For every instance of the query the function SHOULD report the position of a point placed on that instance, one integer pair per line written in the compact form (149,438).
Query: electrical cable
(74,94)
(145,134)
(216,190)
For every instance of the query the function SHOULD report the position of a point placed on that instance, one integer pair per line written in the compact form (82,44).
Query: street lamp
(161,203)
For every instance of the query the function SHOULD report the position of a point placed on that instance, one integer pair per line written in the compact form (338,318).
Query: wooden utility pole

§

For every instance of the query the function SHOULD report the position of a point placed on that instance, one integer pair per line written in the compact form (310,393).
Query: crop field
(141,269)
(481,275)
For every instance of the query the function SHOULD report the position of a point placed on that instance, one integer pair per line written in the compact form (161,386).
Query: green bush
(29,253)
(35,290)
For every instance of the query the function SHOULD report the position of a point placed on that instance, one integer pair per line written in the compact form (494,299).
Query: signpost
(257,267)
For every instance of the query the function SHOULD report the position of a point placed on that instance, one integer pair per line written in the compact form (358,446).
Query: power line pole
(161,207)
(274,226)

§

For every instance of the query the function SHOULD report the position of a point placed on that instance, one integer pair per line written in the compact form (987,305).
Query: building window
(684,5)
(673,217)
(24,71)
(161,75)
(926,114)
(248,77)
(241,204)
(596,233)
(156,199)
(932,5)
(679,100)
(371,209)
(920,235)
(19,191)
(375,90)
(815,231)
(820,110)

§

▸ Set problem
Convert the records into a Markdown table with columns "Row" and "Text", one numbered row per line and no blank lines. Begin at the line that contains "compact form (149,438)." and stop after the line that contains "Query: wooden utility pole".

▸ Result of the exercise
| Row | Text |
|---|---|
| 1 | For every instance of the query the function SHOULD report the position of a point placed on that instance, one integer pair per line written in the compact form (149,438). |
| 2 | Query: electrical cable |
| 3 | (74,94) |
| 4 | (145,134) |
| 5 | (216,190) |
| 6 | For every instance of the query the function SHOULD report the position of a point placed on that instance, one integer pair per line written in the compact form (82,44). |
| 7 | Query: street lamp |
| 8 | (161,203) |
| 9 | For every instance of the query the function SHOULD report the position of a point placed on that instance, one integer pair per line written in the compact form (338,318). |
| 10 | Query: wooden utility pole |